(GOAL)
Rewrite the material below as a Markdown table with the columns "No." and "Text," giving each line its own numbered row and leaving out blank lines.

(RECORDS FOR THE TASK)
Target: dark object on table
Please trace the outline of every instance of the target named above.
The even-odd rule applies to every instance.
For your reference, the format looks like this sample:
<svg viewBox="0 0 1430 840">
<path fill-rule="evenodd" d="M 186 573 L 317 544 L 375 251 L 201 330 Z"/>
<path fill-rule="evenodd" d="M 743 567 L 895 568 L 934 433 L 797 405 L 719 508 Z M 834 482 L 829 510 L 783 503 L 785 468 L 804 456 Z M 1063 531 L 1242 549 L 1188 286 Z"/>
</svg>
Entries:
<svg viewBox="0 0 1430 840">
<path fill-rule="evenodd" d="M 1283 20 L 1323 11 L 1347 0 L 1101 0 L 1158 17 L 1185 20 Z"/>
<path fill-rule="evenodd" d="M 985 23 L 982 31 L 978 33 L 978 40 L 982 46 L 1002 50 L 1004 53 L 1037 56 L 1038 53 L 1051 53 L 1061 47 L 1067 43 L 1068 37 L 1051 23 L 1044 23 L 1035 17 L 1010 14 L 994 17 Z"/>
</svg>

(OUTPUT BELOW)
| No. | Text |
|---|---|
| 1 | Target: dark object on table |
| 2 | Please trace the outline of every instance of the target named above. |
| 3 | The even-odd rule applies to every instance. |
| 4 | For your reference, the format looks like this sample: |
| 5 | <svg viewBox="0 0 1430 840"> |
| 6 | <path fill-rule="evenodd" d="M 186 573 L 317 544 L 375 251 L 201 330 Z"/> |
| 7 | <path fill-rule="evenodd" d="M 743 567 L 895 568 L 934 433 L 797 405 L 719 508 Z M 834 482 L 829 510 L 783 503 L 785 468 L 804 456 Z M 1063 531 L 1242 549 L 1188 286 Z"/> |
| 8 | </svg> |
| 9 | Entries: |
| 10 | <svg viewBox="0 0 1430 840"> |
| 11 | <path fill-rule="evenodd" d="M 1283 20 L 1323 11 L 1347 0 L 1101 0 L 1158 17 L 1185 20 Z"/> |
| 12 | <path fill-rule="evenodd" d="M 985 23 L 982 31 L 978 33 L 978 40 L 982 46 L 1002 50 L 1004 53 L 1037 56 L 1038 53 L 1051 53 L 1061 47 L 1067 43 L 1068 37 L 1051 23 L 1044 23 L 1035 17 L 1010 14 L 994 17 Z"/> |
| 13 | </svg> |